▶ TEXT PASSAGE
I needed to sort some QWORDs in an X64 program and since there is a distinct lack of 64 bit sort routines out there I adapted one I had lying around to X64 mode.
// Syntax
SortArray DQ 1,7,2,5,3,8,4,6,9,0,0xFFFFFFFFFF
invoke RadixSortI64,offset SortArray,11
Pass64(Arg) macro
xor rax, rax
mov rcx, 256*8
:
and [rsp + rcx - 8], rax
and [rsp + rcx - 16], rax
and [rsp + rcx - 24], rax
and [rsp + rcx - 32], rax
sub rcx, 4*8
jnz <
mov rcx, rbx
:
movzx rax, B[rsi + rcx - 8 + Arg]
inc Q[rsp + rax*8]
sub rcx, 8
jnz <
xor rcx, rcx
xor rdx, rdx
:
mov rax, [rsp + rcx]
mov [rsp + rcx], rdx
add rdx, rax
add rcx, 8
cmp rcx, 256*8
jnz <
xor rcx, rcx
:
movzx rax, B[rsi + rcx + Arg]
mov rdx, [rsp + rax*8]
inc Q[rsp + rax*8]
mov rax, [rsi + rcx]
mov [rdi + rdx*8], rax
add rcx, 8
cmp rcx, rbx
jnz <
mov rax, rdi
mov rdi, rsi
mov rsi, rax
endm
RadixSortI64 FRAME pArray, dCount
uses rbx,rdi,rsi
mov rbx, [dCount]
mov rsi, [pArray]
shl rbx, 3
invoke VirtualAlloc, NULL, rbx, MEM_COMMIT or MEM_RESERVE, PAGE_READWRITE
test rax,rax
jz >>
mov rdi, rax
sub rsp, 256 * 8
Pass64(0)
Pass64(1)
Pass64(2)
Pass64(3)
Pass64(4)
Pass64(5)
Pass64(6)
Pass64(7)
add rsp, 256 * 8
invoke VirtualFree, rdi, 0, MEM_RELEASE
:
ret
endf
I think the original routine was written by Nan, I'm not completely sure though.
Edgar
and [rsp + rcx - 8], rax
and [rsp + rcx - 16], rax
and [rsp + rcx - 24], rax
and [rsp + rcx - 32], rax
wouldn't MOV be faster ?

▶ RECORDS SHOWN
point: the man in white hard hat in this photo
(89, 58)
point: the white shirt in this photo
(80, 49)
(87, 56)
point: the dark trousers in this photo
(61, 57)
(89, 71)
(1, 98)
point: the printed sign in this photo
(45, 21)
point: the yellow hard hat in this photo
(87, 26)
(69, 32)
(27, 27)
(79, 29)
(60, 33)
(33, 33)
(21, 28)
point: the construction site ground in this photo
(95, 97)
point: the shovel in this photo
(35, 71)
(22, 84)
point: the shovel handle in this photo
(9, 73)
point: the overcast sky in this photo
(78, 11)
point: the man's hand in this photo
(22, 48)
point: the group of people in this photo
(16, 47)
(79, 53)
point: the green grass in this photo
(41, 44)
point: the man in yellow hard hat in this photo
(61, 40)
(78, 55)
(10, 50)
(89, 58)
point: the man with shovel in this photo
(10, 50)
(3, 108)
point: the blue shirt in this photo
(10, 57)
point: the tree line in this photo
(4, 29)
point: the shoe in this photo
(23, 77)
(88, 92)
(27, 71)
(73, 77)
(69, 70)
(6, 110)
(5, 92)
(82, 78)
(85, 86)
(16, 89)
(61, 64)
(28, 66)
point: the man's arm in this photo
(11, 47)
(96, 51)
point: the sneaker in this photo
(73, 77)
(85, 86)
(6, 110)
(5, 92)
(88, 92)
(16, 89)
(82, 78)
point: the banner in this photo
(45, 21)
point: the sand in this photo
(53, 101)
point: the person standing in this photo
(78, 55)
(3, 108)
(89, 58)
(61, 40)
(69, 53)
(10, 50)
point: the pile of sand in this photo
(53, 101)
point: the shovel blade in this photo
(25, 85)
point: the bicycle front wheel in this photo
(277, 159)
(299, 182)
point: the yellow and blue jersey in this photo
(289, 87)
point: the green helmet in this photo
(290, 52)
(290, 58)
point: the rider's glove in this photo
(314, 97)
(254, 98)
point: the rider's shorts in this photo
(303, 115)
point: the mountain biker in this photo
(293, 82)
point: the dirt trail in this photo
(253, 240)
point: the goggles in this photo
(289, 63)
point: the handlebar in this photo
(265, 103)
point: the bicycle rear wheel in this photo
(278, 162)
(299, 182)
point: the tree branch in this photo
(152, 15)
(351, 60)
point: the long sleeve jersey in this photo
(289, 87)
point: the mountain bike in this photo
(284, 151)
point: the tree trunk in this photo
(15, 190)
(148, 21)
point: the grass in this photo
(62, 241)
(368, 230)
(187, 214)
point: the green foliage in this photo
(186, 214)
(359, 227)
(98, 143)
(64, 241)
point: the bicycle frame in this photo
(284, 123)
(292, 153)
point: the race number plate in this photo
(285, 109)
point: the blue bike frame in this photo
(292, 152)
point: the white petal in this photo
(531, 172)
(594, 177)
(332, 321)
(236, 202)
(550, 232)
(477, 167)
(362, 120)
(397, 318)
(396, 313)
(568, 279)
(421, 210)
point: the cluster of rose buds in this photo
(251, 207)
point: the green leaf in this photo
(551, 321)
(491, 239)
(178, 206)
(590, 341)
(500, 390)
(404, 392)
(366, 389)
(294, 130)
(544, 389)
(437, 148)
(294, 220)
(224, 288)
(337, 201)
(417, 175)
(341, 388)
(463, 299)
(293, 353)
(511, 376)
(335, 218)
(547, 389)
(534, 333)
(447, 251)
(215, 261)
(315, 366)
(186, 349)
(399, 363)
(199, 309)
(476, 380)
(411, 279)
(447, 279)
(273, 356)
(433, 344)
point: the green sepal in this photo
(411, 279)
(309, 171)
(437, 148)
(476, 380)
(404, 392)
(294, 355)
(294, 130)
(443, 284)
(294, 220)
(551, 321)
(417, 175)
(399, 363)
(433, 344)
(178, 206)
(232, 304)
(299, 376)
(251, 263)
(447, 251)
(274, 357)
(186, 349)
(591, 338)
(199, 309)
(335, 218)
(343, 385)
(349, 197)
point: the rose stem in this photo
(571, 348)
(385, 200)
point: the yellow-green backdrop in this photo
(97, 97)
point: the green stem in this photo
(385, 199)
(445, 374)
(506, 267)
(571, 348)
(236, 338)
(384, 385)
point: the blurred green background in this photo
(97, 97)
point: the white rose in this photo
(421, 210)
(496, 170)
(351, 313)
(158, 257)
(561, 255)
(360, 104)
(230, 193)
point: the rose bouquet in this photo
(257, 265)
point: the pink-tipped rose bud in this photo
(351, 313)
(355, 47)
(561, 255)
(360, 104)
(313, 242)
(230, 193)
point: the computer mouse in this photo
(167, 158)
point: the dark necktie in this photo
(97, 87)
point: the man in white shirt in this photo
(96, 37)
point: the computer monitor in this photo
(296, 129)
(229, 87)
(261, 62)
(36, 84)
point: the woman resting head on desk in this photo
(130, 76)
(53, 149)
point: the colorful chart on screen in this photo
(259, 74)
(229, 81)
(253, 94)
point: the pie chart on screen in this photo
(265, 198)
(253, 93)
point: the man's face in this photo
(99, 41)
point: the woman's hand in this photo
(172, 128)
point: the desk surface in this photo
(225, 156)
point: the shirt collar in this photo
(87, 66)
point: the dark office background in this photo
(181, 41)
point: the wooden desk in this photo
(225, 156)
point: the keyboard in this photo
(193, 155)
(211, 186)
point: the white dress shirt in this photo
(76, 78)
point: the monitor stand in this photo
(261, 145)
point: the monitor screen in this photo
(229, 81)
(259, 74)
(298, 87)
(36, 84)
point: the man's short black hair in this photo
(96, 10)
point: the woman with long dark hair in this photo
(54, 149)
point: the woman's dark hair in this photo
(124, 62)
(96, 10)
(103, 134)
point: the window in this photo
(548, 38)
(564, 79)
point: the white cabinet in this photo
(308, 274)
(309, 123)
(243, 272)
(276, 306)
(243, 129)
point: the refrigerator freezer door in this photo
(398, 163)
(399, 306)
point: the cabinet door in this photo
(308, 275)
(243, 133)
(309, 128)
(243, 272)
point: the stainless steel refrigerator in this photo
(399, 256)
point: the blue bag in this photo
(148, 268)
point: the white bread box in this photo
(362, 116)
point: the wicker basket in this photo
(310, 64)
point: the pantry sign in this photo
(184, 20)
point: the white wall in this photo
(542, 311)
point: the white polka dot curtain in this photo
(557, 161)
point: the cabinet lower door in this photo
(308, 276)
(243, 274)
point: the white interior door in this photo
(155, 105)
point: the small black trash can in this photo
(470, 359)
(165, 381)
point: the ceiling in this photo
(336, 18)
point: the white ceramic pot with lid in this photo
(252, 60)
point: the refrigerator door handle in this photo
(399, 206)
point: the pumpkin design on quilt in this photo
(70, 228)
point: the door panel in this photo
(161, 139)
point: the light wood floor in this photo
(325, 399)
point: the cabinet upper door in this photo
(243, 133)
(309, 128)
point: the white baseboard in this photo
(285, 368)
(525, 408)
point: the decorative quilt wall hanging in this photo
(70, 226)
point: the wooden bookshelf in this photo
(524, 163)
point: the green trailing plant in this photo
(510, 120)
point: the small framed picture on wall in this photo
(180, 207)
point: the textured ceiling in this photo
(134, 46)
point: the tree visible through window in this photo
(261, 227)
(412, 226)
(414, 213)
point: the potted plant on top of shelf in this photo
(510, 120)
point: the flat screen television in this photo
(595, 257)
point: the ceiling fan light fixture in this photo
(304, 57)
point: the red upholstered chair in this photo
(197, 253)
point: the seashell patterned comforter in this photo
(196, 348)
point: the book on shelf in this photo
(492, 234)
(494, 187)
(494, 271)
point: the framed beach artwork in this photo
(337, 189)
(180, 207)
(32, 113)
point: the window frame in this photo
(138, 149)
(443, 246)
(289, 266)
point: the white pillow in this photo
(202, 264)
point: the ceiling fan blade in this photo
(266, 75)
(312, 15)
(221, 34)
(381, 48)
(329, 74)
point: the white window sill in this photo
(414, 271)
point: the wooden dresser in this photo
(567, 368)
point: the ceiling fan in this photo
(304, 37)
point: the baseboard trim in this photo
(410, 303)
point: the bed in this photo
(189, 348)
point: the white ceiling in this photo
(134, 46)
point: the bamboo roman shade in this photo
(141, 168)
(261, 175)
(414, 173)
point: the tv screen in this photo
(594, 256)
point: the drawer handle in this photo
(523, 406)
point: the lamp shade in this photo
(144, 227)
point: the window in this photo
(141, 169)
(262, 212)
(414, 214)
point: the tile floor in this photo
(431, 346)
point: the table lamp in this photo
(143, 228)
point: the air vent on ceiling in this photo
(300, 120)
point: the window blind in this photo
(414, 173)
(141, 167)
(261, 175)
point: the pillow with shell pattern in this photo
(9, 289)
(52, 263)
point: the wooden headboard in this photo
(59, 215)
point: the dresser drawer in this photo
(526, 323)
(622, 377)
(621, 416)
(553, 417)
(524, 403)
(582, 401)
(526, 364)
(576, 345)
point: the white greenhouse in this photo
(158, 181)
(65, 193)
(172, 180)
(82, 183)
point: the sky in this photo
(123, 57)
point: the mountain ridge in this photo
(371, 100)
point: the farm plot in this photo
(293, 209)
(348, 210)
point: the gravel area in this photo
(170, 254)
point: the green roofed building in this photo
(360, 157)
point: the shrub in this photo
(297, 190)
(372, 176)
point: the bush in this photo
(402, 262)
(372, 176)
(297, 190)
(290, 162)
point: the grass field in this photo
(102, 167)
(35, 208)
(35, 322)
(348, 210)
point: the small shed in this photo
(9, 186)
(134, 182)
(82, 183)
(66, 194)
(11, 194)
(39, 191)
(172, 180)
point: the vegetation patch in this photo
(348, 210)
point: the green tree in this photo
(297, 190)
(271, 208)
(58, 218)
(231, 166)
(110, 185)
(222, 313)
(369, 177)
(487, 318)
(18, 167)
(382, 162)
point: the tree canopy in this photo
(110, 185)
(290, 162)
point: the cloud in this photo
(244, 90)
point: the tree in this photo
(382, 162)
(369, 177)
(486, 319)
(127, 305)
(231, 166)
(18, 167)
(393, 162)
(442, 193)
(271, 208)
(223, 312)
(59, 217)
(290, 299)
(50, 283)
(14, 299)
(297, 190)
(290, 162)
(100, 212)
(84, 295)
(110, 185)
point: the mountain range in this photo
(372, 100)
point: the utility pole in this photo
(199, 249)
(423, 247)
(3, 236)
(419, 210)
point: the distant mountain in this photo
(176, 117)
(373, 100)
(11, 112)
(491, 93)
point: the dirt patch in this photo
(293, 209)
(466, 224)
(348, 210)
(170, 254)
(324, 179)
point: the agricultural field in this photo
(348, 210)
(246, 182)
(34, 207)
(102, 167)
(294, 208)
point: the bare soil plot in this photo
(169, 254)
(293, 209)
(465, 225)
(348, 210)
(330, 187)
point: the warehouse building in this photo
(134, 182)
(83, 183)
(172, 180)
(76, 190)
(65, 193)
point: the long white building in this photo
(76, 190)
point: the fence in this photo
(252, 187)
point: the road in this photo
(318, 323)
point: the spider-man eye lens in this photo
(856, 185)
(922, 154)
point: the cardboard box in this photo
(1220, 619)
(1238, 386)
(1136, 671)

▶ TASK SET
• 1. Retype the radix sort thread from "add rsp, 256" through "be faster ?".
• 2. Extend the radix sort thread beyond its last line.
The listing has no connection to the radix sort thread.

▶ SET OF ANSWERS
• 1.
add rsp, 256 * 8
invoke VirtualFree, rdi, 0, MEM_RELEASE
:
ret
endf
I think the original routine was written by Nan, I'm not completely sure though.
Edgar
and [rsp + rcx - 8], rax
and [rsp + rcx - 16], rax
and [rsp + rcx - 24], rax
and [rsp + rcx - 32], rax
wouldn't MOV be faster ?

• 2.
Quote from: dedndave on January 28, 2012, 04:44:41 PM
and [rsp + rcx - 8], rax
and [rsp + rcx - 16], rax
and [rsp + rcx - 24], rax
and [rsp + rcx - 32], rax
wouldn't MOV be faster ?
Could be, I just adapted the algorithm from NaN's original. I didn't spend any time looking into optimizing it as it is a pretty minor part of my project and the array it needs to sort only has around 200 elements max. I'll have to try it both ways on a random array to be sure.
Edgar
This version should work in either x64 mode or x86 compatibility mode (/x86 on the GoAsm command line). For 32 bit builds change the S=8 to S=4.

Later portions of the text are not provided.